-- begin EXCERPT TO READ --

It is next argued that assuming that the plaint does disclose a cause of action against defendant Ramapada Gupta, nothing has been proved against him in the proceedings. The plaintiff who is the only witness on his behalf stated that he never knew Ramapada nor does he know him now. There being no evidence led by the plaintiff to prove that Ramapada had prior knowledge of the wrongful character of the sale there was no occasion for Ramapada to give rebutting evidence. The argument is that the presumption of law is in favour of the defendant, Ramapada, namely, that he acted in good faith in the transaction. That presumption has to be rebutted by the plaintiff in the first place by leading evidence to prove that there was bad faith on the part of ramapada. The plaintiff has tendered no such evidence to rebut the presumption. Hence the presumption in favour of defendant Ramapada to the effect that he acted in good faith has not been displaced and still remains. It follows that the defendant need not tender evidence to prove his bona fides, legal presumption being in his favour, and this presumption has not been rebutted by any evidence tendered by the plaintiff.

-- end EXCERPT TO READ --
-- begin ENTRIES SUPPLIED --

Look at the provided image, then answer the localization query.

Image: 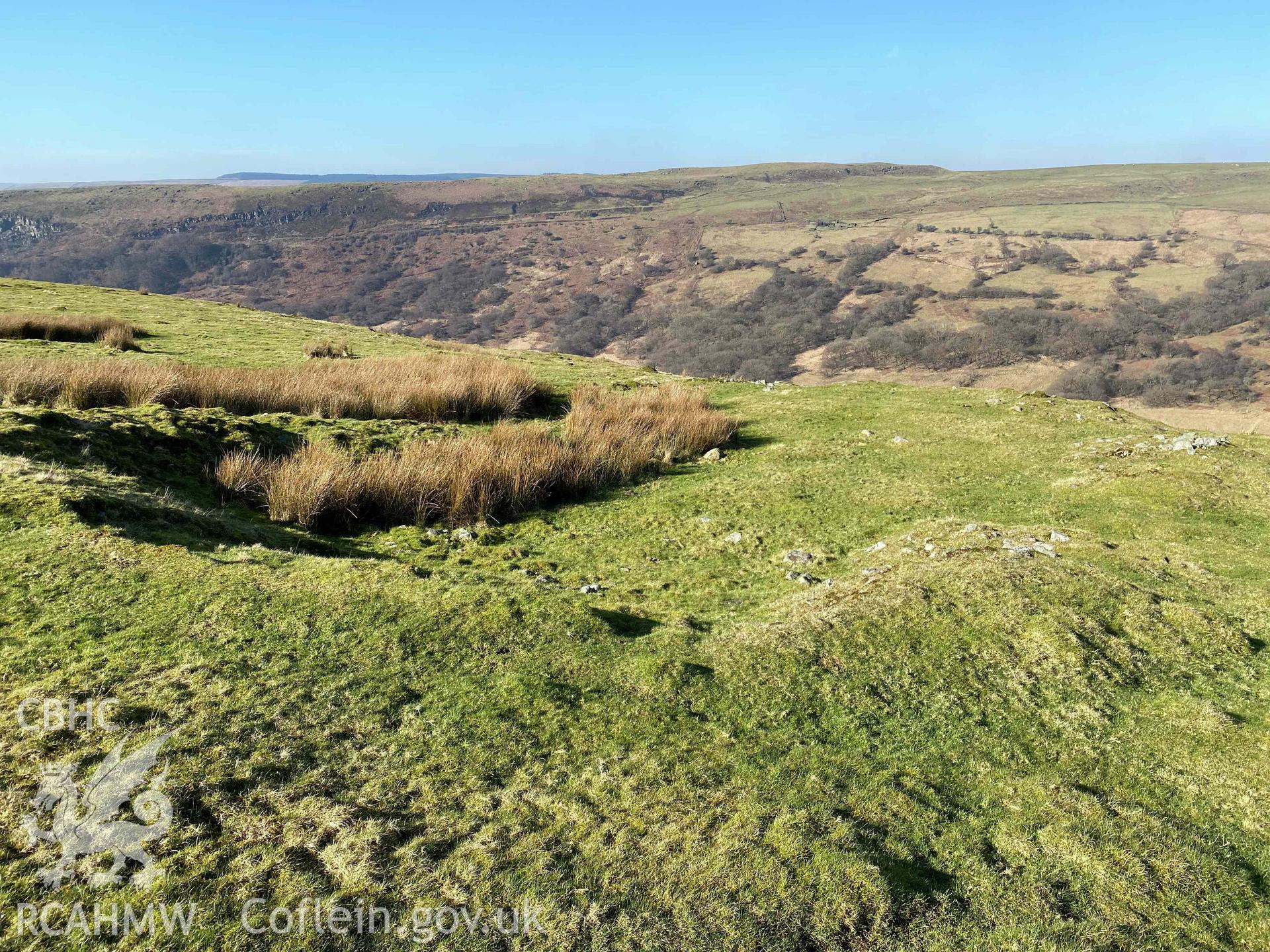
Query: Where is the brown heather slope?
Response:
[7,163,1270,424]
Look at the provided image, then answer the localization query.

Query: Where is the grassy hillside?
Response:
[0,279,1270,952]
[7,163,1270,419]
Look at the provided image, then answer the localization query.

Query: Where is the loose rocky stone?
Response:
[1156,433,1230,456]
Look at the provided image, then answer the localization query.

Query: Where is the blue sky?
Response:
[0,0,1270,182]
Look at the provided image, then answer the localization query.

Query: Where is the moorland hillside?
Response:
[0,275,1270,952]
[7,164,1270,411]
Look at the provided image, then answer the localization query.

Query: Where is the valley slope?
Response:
[7,163,1270,425]
[0,275,1270,952]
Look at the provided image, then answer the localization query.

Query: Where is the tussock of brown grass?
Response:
[0,313,141,350]
[305,338,353,360]
[0,356,548,421]
[97,324,137,350]
[216,387,736,526]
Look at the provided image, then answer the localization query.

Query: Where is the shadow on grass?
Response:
[591,608,661,639]
[0,407,385,559]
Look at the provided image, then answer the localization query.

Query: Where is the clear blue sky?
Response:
[0,0,1270,182]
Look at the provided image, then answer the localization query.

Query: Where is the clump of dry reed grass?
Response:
[0,356,550,421]
[216,387,736,526]
[305,338,353,360]
[0,313,141,350]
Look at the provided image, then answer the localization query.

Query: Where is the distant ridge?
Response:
[216,171,498,184]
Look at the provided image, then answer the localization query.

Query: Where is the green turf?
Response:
[0,282,1270,951]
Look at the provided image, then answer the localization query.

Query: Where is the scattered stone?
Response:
[1001,538,1058,559]
[1156,433,1230,456]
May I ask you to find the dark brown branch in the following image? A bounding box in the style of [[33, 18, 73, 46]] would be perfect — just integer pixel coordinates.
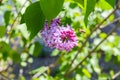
[[67, 22, 120, 75]]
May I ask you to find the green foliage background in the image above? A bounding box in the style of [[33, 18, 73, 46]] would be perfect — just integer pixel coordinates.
[[0, 0, 120, 80]]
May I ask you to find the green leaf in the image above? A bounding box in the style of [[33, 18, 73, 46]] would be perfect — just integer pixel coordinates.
[[106, 0, 116, 8], [24, 2, 45, 40], [97, 0, 114, 10], [82, 68, 91, 78], [29, 42, 42, 57], [4, 11, 11, 26], [30, 66, 46, 74], [84, 0, 96, 25], [74, 0, 84, 8], [40, 0, 64, 21], [0, 26, 6, 38], [0, 41, 11, 60]]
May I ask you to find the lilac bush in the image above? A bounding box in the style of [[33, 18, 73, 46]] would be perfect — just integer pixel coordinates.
[[41, 18, 78, 52]]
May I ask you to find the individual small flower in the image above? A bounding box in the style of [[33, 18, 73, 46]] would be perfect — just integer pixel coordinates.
[[56, 25, 78, 51], [41, 18, 60, 48]]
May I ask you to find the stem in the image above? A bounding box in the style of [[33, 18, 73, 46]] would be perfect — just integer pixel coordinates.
[[65, 8, 118, 75], [67, 22, 120, 75], [0, 73, 11, 80], [112, 71, 120, 80]]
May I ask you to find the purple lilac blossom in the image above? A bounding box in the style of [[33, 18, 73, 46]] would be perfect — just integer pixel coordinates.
[[41, 18, 78, 52]]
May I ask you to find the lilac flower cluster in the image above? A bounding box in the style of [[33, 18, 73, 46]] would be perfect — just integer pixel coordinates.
[[41, 18, 78, 51]]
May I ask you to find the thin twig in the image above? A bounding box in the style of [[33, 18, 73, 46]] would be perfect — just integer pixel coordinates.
[[0, 73, 11, 80], [7, 0, 27, 38], [67, 22, 120, 75], [65, 8, 118, 74]]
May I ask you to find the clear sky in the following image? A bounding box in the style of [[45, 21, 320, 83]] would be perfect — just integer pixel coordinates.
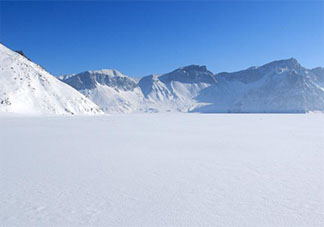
[[0, 1, 324, 77]]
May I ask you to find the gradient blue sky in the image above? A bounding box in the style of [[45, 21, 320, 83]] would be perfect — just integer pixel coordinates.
[[0, 1, 324, 76]]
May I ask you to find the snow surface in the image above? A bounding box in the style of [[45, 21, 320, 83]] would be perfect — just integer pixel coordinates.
[[0, 43, 102, 115], [0, 113, 324, 227]]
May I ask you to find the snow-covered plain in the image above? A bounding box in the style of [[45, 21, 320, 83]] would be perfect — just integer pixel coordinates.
[[0, 113, 324, 227]]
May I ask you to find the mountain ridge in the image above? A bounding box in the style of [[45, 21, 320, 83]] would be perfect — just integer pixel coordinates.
[[63, 58, 324, 113]]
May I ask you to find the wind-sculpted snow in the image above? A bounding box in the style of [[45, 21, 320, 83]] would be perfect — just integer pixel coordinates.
[[62, 58, 324, 113], [0, 44, 101, 114], [0, 113, 324, 227]]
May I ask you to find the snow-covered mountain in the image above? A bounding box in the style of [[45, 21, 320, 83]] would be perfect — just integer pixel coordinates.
[[61, 58, 324, 113], [60, 69, 145, 113], [0, 43, 102, 114], [194, 58, 324, 113], [138, 65, 217, 112]]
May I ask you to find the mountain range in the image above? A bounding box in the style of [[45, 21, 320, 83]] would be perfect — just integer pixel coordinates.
[[61, 58, 324, 113], [0, 43, 102, 115], [0, 44, 324, 114]]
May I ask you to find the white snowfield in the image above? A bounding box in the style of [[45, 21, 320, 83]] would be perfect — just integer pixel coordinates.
[[0, 43, 102, 115], [0, 113, 324, 227]]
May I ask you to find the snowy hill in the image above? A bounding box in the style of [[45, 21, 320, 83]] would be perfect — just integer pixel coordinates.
[[0, 44, 102, 115], [61, 58, 324, 113], [194, 58, 324, 113], [138, 65, 216, 112], [60, 69, 145, 113]]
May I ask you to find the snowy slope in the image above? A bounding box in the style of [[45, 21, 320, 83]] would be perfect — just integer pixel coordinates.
[[138, 65, 216, 112], [60, 58, 324, 113], [60, 69, 144, 113], [0, 44, 101, 114], [194, 59, 324, 113]]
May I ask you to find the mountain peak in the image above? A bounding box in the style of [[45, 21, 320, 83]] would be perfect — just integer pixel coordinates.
[[262, 58, 301, 69], [179, 65, 207, 72]]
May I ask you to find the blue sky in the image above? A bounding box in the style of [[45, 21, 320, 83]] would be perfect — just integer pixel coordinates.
[[0, 1, 324, 76]]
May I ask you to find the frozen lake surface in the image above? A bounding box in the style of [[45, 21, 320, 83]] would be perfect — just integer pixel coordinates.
[[0, 114, 324, 227]]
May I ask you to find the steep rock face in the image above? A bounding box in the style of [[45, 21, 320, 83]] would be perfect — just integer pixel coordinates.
[[61, 69, 143, 113], [139, 65, 216, 112], [62, 58, 324, 113], [0, 44, 102, 115], [193, 59, 324, 113]]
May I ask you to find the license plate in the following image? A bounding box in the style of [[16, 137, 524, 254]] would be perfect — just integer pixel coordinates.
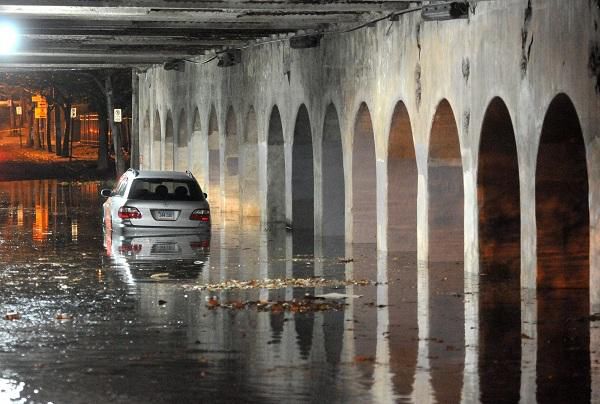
[[154, 210, 176, 220], [151, 243, 179, 254]]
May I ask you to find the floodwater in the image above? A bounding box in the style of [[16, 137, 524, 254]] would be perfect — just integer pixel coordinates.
[[0, 181, 600, 404]]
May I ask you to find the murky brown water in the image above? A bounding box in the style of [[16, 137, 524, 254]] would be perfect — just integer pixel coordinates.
[[0, 181, 599, 403]]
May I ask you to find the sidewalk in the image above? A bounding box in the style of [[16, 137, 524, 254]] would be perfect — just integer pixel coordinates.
[[0, 134, 110, 181]]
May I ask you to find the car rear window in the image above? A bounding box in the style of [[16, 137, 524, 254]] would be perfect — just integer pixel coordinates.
[[129, 178, 204, 201]]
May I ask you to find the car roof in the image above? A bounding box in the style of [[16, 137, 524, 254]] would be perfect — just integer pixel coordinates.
[[133, 170, 193, 181]]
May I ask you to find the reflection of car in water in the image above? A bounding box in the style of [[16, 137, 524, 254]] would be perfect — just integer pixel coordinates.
[[104, 232, 210, 281]]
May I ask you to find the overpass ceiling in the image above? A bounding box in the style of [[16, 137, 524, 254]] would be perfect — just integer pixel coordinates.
[[0, 0, 421, 71]]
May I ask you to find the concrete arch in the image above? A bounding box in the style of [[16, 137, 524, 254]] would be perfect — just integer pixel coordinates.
[[535, 93, 591, 402], [477, 97, 521, 402], [174, 109, 190, 171], [352, 102, 377, 244], [150, 110, 162, 170], [387, 101, 418, 254], [140, 111, 152, 170], [162, 111, 175, 170], [292, 104, 315, 235], [427, 99, 465, 403], [188, 107, 208, 185], [267, 105, 286, 223], [208, 106, 221, 206], [240, 106, 260, 218], [223, 106, 240, 212]]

-- end ENTRIES SUPPLIED --

TO DO -
**a.** Answer these questions using the excerpt on the presumption of good faith:
(i) Who is the only witness on the plaintiff's behalf?
(ii) What did the plaintiff state about knowing Ramapada?
(iii) What does the presumption of law in favor of the defendant hold?
**b.** List every role in the proceedings that the excerpt on the presumption of good faith names for a person.

OUTPUTS IN ORDER -
**a.**
(i) The plaintiff himself is the only witness on his behalf.
(ii) He stated that he never knew Ramapada and does not know him now.
(iii) It holds that Ramapada acted in good faith in the transaction.

**b.** Defendant, plaintiff, witness